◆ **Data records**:
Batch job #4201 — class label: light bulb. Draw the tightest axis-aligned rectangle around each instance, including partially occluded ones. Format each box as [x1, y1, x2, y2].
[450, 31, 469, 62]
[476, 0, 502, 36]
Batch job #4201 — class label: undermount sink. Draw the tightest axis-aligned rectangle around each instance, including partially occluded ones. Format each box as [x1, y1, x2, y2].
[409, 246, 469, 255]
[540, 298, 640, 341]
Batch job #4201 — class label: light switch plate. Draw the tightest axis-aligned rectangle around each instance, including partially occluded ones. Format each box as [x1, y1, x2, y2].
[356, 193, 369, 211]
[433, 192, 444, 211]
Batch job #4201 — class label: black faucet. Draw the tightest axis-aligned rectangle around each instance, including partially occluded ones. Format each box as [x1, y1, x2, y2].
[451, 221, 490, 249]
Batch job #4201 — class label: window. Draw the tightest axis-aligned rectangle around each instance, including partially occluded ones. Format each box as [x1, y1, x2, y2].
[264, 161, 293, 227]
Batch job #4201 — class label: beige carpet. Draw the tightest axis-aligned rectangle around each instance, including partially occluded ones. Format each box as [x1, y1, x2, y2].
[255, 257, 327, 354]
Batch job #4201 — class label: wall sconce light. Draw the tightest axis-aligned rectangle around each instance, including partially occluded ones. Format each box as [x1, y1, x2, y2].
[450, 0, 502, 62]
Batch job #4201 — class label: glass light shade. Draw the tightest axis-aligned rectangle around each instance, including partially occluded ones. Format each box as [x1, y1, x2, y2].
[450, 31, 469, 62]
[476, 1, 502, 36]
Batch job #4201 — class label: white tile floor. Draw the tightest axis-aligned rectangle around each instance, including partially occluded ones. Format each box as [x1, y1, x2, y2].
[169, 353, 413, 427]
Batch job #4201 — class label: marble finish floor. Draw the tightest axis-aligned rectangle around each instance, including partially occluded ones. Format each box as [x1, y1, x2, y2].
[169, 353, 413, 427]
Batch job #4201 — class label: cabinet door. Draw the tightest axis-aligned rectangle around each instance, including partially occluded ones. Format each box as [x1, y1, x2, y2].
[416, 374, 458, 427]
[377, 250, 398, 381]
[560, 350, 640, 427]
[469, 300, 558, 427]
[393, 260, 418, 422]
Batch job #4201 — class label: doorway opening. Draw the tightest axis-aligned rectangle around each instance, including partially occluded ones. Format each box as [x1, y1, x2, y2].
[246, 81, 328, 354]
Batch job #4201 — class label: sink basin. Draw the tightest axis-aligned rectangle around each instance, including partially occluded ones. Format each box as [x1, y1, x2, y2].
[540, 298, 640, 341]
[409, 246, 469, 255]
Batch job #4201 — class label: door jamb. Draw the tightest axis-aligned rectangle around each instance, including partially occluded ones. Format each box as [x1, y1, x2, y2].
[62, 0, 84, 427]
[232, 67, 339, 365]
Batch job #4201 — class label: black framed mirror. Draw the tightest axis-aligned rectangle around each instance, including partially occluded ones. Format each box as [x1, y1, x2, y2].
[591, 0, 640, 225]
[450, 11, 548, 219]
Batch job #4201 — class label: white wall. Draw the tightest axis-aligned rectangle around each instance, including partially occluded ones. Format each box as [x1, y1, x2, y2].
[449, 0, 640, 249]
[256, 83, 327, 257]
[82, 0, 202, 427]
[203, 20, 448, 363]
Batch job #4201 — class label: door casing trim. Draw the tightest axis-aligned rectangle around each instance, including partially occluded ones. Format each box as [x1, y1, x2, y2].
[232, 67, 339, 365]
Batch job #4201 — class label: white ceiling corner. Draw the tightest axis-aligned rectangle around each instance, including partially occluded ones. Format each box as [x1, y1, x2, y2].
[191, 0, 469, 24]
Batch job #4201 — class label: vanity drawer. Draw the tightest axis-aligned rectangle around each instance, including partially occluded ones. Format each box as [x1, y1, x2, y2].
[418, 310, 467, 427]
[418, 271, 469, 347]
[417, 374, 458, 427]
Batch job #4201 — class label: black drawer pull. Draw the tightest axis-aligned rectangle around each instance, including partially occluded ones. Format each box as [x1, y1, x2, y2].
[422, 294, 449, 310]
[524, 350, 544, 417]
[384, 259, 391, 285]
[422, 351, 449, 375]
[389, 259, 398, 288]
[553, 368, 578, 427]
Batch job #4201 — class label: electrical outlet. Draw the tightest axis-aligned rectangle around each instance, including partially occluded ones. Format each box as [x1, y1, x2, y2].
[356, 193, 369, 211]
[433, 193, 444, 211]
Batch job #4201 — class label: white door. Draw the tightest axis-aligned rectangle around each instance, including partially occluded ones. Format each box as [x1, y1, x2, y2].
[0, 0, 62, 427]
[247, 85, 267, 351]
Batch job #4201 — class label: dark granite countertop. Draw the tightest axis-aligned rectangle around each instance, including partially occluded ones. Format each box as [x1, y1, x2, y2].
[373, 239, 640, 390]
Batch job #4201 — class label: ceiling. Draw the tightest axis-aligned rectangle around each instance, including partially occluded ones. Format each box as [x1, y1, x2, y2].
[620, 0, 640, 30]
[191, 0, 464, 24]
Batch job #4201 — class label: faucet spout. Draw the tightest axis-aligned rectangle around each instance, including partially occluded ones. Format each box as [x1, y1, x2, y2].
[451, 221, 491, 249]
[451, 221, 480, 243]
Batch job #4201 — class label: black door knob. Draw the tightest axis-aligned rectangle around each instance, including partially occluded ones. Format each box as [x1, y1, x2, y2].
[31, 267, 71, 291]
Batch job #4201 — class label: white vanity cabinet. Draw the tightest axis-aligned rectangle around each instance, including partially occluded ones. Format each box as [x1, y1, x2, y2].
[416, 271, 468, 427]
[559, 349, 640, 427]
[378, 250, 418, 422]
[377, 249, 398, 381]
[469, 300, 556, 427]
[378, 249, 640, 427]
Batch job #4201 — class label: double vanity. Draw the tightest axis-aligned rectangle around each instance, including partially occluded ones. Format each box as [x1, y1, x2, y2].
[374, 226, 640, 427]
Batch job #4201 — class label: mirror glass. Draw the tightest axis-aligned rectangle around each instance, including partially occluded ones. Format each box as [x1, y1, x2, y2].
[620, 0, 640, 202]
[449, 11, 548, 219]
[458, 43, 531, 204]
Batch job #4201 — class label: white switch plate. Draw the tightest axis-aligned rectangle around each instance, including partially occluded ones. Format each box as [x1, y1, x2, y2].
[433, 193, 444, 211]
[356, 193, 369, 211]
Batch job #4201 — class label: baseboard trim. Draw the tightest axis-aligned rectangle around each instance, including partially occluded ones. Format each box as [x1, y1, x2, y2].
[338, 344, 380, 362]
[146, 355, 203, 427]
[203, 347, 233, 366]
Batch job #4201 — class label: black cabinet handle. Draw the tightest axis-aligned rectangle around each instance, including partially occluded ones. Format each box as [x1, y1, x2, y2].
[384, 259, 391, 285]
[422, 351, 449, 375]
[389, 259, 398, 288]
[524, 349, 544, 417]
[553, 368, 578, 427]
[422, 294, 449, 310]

◆ **Goal of the exercise**: Express the lines of the entries above as a JSON list of strings, one string per line, leaving out any blank lines.

◆ **Task solution**:
[
  "Batch job #4201 — class label: light bulb. Draw the tightest axis-aligned rectangle around each instance, including partially occluded ones. Format each box as [x1, y1, x2, y2].",
  "[450, 31, 469, 62]",
  "[476, 0, 502, 36]",
  "Batch job #4201 — class label: undermount sink. Draw the tightest axis-aligned rectangle around each instance, including partially occluded ones. Format each box as [x1, y1, x2, y2].",
  "[409, 246, 469, 255]",
  "[540, 298, 640, 341]",
  "Batch job #4201 — class label: light switch plate. Draw the tightest axis-aligned rectangle around each instance, including partially occluded ones. Format each box as [x1, y1, x2, y2].",
  "[356, 193, 369, 211]",
  "[433, 192, 444, 211]",
  "Batch job #4201 — class label: black faucet. Draw the tightest axis-aligned rectangle around each instance, including partially occluded ones. Format each box as [x1, y1, x2, y2].",
  "[451, 221, 490, 249]",
  "Batch job #4201 — class label: window. Draw the tightest axis-aligned rectangle around each instance, including partially occluded ones. Format each box as [x1, y1, x2, y2].",
  "[264, 161, 293, 227]",
  "Batch job #4201 — class label: beige carpet. Draw the tightest axis-aligned rectangle around each instance, including partially occluded ones. Format each box as [x1, y1, x2, y2].",
  "[255, 257, 327, 354]",
  "Batch job #4201 — class label: wall sconce light. Draw the tightest axis-aligned rectangle around each instance, including partially occluded ones. Format each box as [x1, y1, x2, y2].",
  "[450, 0, 502, 62]",
  "Batch job #4201 — class label: glass light shade. Draw the tightest axis-aligned rectangle around each instance, including partially occluded ones. Format each box as [x1, y1, x2, y2].",
  "[450, 31, 469, 62]",
  "[476, 1, 502, 36]",
  "Batch job #4201 — class label: white tile floor. Draw the tightest axis-aligned rectangle around each instance, including partially occluded ones. Format each box as [x1, y1, x2, y2].",
  "[169, 353, 413, 427]",
  "Batch job #4201 — class label: marble finish floor. Draw the tightest axis-aligned rectangle around each instance, including partially occluded ones. Format each box as [x1, y1, x2, y2].",
  "[169, 353, 413, 427]",
  "Batch job #4201 — class label: cabinet door. Draw the tightest axis-aligned rectangle around each instance, including partially occluded ones. Format each box as [x1, y1, x2, y2].",
  "[416, 374, 458, 427]",
  "[377, 250, 398, 381]",
  "[560, 350, 640, 427]",
  "[469, 300, 558, 427]",
  "[393, 260, 418, 422]",
  "Batch job #4201 — class label: doorway opening. Draw the tightest axis-aligned rectangle around each instance, including partially occluded ones. Format each box as [x1, y1, x2, y2].",
  "[246, 81, 328, 354]",
  "Batch job #4201 — class label: sink basin. Draw the tightest axis-aligned rectangle around each instance, including partially occluded ones. Format each box as [x1, y1, x2, y2].",
  "[540, 298, 640, 341]",
  "[409, 246, 469, 255]",
  "Batch job #4201 — class label: door jamb. Draw the tightest axis-aligned rectangle around each instance, including partially occluded ones. Format each box as [x1, y1, x2, y2].",
  "[62, 0, 84, 427]",
  "[232, 67, 339, 365]",
  "Batch job #4201 — class label: black framed mirror. Draw the tightest axis-aligned rectangle around each instance, including partially occluded ones. Format each box as [x1, y1, x2, y2].",
  "[591, 0, 640, 225]",
  "[450, 11, 548, 219]",
  "Batch job #4201 — class label: white wall. Draw the tightest axis-aligned rectangle around each instance, including partially occluded ones. Format each box as [x1, y1, x2, y2].",
  "[449, 0, 640, 249]",
  "[256, 83, 327, 257]",
  "[82, 0, 202, 427]",
  "[203, 20, 448, 363]",
  "Batch job #4201 — class label: door casing trim. Draw the tightest axis-aligned rectangle around each instance, including partially occluded ones. Format each box as [x1, y1, x2, y2].",
  "[232, 67, 339, 365]",
  "Batch job #4201 — class label: white ceiling corner. Draw the tightest axis-aligned rectangle around each instance, including partially occluded ones. Format each box as [x1, y1, x2, y2].",
  "[191, 0, 469, 24]",
  "Batch job #4201 — class label: vanity drawer. Draw the tightest axis-aligned rectangle around each instance, including partially occluded ones. Format each box as [x1, y1, x2, y2].",
  "[418, 310, 467, 427]",
  "[418, 271, 469, 347]",
  "[417, 374, 458, 427]",
  "Batch job #4201 — class label: black drawer pull. Draw the tightest axis-aligned rectangle around each instance, including partially occluded ones. Format each box as [x1, y1, x2, y2].",
  "[422, 294, 449, 310]",
  "[524, 350, 544, 417]",
  "[384, 259, 391, 285]",
  "[422, 351, 449, 375]",
  "[389, 259, 398, 288]",
  "[553, 368, 578, 427]",
  "Batch job #4201 — class label: electrical outlet. Draw the tightest axis-aligned rectangle around each instance, including partially occluded ones. Format each box as [x1, y1, x2, y2].",
  "[356, 193, 369, 211]",
  "[433, 193, 444, 211]",
  "Batch job #4201 — class label: white door. Draw the tightest axis-aligned rectangle around each instance, including partially occluded ones. Format each box as [x1, y1, x2, y2].",
  "[0, 0, 62, 427]",
  "[247, 85, 267, 351]",
  "Batch job #4201 — class label: dark granite countertop. Draw the tightest axis-aligned rectangle around each instance, including partially occluded ones. Format each box as [x1, y1, x2, y2].",
  "[373, 239, 640, 390]",
  "Batch job #4201 — class label: ceiling. Draw the tightest axis-aligned rectangle around each instance, including partially occluded ones. Format each box as [x1, y1, x2, y2].",
  "[620, 0, 640, 30]",
  "[191, 0, 464, 24]",
  "Batch job #4201 — class label: faucet spout. Draw the tightest axis-aligned rectangle around each instance, including partially occluded ones. Format each box as [x1, y1, x2, y2].",
  "[451, 221, 491, 249]",
  "[451, 221, 480, 243]",
  "Batch job #4201 — class label: black door knob. Draw the tightest axis-aligned rectangle around each instance, including partially occluded ones. Format each box as [x1, y1, x2, y2].",
  "[31, 267, 71, 291]",
  "Batch job #4201 — class label: white vanity cabinet. Draw the tightest axis-aligned rectangle around each instance, including partially occluded ones. Format each box as [x1, y1, x2, y2].",
  "[416, 271, 468, 427]",
  "[559, 349, 640, 427]",
  "[378, 250, 418, 422]",
  "[377, 249, 398, 381]",
  "[469, 300, 556, 427]",
  "[378, 249, 640, 427]",
  "Batch job #4201 — class label: double vanity. Draw the tightest axis-aligned rectangle around each instance, including partially occluded ones. Format each box as [x1, y1, x2, y2].",
  "[374, 226, 640, 427]",
  "Batch job #4201 — class label: mirror glass. Draw the tightest axis-aligned rectangle around each instance, including partially occluded ones. Format each box as [x1, y1, x2, y2].",
  "[620, 0, 640, 202]",
  "[449, 11, 548, 219]",
  "[458, 43, 531, 204]",
  "Batch job #4201 — class label: white switch plate. Draw the tightest axis-aligned rectangle around each instance, including partially occluded ones. Format each box as [x1, y1, x2, y2].",
  "[433, 193, 444, 211]",
  "[356, 193, 369, 211]",
  "Batch job #4201 — class label: baseboard trim. Draw the tightest axis-aligned rectangle around each instance, including partially occluded ones. Format each box as [x1, y1, x2, y2].",
  "[338, 344, 380, 362]",
  "[146, 355, 203, 427]",
  "[203, 347, 233, 366]",
  "Batch job #4201 — class label: black cabinet handle. Draw the tightest axis-aligned rectangle around each instance, including partially occluded ones. Format each box as [x1, y1, x2, y2].",
  "[384, 259, 391, 285]",
  "[422, 351, 449, 375]",
  "[389, 259, 398, 288]",
  "[524, 349, 544, 417]",
  "[553, 368, 578, 427]",
  "[422, 294, 449, 310]"
]